▶ What is being asked:
Everything from the line containing "of the dog?" to the final line of the records below should be given again exactly, and nothing else.

▶ Input for this task:
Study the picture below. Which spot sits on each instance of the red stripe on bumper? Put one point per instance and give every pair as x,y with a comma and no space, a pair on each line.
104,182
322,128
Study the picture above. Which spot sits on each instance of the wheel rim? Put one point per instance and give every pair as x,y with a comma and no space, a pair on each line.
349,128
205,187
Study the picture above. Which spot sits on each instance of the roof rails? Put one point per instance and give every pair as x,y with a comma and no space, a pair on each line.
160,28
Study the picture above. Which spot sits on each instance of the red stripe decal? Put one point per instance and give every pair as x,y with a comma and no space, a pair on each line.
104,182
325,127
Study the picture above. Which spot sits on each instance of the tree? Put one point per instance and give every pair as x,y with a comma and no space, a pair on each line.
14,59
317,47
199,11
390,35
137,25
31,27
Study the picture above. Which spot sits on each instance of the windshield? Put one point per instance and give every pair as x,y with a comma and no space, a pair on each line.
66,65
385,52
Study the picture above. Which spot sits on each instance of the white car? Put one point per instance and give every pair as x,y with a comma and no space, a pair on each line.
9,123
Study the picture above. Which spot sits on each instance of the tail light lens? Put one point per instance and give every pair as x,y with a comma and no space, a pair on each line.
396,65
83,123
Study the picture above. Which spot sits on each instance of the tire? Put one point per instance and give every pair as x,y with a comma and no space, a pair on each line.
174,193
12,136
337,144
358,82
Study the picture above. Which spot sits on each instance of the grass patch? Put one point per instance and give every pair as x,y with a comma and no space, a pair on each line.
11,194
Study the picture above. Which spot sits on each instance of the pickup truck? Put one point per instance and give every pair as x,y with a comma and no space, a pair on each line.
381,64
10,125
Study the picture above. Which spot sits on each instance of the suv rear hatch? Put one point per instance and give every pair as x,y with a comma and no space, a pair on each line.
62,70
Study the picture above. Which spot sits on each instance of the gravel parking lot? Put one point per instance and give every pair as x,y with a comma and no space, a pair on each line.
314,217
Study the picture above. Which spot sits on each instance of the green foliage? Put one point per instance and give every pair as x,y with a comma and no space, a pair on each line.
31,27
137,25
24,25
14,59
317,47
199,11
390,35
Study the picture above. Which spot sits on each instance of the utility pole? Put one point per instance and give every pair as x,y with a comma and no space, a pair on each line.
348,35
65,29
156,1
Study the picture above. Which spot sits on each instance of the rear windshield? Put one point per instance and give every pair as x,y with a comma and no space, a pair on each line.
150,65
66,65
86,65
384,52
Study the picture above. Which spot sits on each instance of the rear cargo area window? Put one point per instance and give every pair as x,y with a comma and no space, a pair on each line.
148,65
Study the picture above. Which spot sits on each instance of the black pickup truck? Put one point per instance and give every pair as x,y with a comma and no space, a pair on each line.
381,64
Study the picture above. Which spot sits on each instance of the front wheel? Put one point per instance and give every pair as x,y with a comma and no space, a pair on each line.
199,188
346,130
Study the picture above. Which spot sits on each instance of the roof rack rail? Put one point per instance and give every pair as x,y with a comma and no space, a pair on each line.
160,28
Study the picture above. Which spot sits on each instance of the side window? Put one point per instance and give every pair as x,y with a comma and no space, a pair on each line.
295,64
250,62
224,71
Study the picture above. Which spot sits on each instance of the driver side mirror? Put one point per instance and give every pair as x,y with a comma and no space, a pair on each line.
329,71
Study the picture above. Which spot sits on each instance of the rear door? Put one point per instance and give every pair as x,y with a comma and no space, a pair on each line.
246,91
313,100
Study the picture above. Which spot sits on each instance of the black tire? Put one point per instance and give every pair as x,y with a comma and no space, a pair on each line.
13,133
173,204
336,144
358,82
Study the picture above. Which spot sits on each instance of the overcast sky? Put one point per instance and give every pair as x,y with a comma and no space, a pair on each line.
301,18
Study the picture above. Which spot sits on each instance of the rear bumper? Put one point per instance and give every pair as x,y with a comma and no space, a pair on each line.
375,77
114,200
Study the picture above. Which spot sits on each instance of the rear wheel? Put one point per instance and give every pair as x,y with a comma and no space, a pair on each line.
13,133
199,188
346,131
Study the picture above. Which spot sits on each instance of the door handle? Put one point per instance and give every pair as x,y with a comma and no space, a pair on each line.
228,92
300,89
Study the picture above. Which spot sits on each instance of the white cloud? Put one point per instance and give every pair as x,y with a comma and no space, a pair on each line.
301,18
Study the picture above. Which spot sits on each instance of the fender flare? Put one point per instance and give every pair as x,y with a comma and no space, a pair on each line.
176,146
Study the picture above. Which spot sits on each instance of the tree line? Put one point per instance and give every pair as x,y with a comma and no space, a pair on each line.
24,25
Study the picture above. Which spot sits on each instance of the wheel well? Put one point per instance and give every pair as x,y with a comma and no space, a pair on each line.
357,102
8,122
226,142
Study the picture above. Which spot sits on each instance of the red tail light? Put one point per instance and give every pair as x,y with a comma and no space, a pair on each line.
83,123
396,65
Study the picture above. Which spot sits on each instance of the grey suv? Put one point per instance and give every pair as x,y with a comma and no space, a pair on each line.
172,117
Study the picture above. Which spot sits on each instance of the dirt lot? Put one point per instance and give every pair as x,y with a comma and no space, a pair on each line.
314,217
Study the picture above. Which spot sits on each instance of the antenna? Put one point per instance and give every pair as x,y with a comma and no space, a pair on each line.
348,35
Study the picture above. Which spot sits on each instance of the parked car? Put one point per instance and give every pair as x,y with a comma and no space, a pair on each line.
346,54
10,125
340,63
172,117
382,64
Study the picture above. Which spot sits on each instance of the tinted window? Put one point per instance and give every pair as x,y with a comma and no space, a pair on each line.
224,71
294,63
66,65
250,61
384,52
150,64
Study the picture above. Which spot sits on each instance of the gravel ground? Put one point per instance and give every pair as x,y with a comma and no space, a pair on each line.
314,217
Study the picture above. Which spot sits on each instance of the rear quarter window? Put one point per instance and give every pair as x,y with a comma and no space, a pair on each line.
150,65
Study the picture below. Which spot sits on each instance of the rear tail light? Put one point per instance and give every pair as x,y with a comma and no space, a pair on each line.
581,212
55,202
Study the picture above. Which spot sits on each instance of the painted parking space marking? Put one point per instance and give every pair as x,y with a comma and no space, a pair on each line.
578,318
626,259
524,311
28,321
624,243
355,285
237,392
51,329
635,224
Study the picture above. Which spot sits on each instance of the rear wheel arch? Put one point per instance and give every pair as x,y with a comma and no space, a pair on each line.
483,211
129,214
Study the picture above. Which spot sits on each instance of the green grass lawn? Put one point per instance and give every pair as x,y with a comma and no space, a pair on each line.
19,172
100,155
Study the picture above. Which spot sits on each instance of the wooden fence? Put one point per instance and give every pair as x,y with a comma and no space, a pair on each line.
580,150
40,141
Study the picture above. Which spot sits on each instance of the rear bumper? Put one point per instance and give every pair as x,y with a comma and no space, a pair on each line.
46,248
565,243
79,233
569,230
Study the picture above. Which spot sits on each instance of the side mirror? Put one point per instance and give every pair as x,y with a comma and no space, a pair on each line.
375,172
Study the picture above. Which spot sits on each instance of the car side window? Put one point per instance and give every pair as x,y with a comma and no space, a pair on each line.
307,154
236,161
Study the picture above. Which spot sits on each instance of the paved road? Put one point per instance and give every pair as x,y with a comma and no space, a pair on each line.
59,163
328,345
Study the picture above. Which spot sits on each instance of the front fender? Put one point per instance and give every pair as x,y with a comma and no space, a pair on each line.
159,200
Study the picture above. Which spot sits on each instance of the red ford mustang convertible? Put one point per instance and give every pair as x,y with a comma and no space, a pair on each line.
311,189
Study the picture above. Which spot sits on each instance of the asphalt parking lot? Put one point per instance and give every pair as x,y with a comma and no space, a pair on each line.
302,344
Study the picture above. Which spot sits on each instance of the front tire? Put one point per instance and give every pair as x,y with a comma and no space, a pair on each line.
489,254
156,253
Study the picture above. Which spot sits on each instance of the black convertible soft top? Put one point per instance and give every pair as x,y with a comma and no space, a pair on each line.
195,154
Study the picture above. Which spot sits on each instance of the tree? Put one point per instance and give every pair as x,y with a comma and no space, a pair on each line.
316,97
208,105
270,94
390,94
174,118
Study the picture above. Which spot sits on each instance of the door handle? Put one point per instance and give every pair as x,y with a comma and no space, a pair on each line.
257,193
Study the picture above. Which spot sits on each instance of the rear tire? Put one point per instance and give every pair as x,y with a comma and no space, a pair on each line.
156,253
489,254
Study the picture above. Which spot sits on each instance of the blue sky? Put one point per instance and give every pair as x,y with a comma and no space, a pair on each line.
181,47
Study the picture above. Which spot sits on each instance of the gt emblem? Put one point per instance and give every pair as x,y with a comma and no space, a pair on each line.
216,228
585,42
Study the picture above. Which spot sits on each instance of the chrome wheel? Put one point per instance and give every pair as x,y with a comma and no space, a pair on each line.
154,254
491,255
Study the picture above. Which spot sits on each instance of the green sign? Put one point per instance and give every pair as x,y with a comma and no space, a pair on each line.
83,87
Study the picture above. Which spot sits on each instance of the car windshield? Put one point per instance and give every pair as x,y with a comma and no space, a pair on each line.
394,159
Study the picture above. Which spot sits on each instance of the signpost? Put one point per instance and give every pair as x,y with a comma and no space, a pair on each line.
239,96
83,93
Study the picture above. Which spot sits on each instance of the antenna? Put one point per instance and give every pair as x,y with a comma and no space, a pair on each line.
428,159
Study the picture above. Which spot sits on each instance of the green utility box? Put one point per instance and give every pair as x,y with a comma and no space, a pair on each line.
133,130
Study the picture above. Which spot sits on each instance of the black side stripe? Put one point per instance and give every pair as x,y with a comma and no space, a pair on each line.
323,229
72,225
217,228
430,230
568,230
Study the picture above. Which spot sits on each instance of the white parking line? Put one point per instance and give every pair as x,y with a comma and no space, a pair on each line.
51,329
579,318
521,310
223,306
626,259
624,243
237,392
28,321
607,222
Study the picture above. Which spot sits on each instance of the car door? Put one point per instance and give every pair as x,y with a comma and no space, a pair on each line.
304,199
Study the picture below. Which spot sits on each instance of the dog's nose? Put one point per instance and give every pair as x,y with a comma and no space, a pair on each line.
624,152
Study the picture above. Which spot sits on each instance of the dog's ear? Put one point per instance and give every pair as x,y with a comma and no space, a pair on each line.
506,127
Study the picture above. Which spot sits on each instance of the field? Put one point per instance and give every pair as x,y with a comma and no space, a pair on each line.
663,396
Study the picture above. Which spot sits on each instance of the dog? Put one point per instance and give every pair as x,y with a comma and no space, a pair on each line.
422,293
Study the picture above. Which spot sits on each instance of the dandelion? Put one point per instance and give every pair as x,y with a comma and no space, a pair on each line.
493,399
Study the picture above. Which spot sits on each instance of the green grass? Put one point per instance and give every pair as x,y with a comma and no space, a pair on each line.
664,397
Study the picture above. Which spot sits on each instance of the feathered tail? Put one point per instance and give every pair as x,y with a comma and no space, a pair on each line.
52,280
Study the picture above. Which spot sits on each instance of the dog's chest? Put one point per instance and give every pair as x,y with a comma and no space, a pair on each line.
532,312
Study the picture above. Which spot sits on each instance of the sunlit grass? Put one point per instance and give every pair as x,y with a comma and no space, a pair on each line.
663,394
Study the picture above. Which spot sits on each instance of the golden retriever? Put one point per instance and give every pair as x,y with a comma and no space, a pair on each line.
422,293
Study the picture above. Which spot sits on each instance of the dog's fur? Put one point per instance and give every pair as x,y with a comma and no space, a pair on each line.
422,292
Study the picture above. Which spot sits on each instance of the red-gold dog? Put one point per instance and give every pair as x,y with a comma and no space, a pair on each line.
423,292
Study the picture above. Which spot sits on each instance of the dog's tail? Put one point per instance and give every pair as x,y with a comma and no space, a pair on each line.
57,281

▶ Answer:
Study the picture above. Which spot sits on each instance of the dog? Put one point per instance and give every pair as x,y with a comma and no space, a pair on each line.
422,293
Study the picture above. Which spot sits on each instance of the dandelion? Put one point per instance and give every pair as x,y with a comma and no space, a pair on each line.
493,399
Study the picture above. Which spot sits on each instance of the green grass? Put one point per instance and give every pair as x,y with a comma and no space, a pair on each line.
664,397
Study the picture above. Which spot sits on each instance of the feathered tail? Put one point per instance and give every pair as x,y with a comma and no space, a pair on each line.
52,280
Study the picture above. Which spot sits on each instance of the dog's chest? Put one point per instance and give every pair as x,y with a comma and no space, a pair on each line.
532,312
Study the picture above. Which spot sits on each instance of the sunlit grass? Put one point per instance and give every pair as x,y with a comma and no space, a pair on each line.
663,394
Study the picture above. Which spot sits on each instance of the golden retriever? Put one point per instance and give every pair as x,y with a comma and no space, a pair on each line.
422,293
Study the picture above. Which spot sits on each instance of the dog's fur? Put one point per instance and give every pair as x,y with a comma and no space, a pair on each line.
422,292
Study the picture above. Which spot sits on each instance of the red-gold dog? Put one point per instance and give every pair as x,y with a comma and no space, a pair on each line.
423,292
Study the picture above. Which spot sits on each instance of the dog's tail? Put one point per instance and give every pair as x,y with a comma and no space, a pair on each line.
57,281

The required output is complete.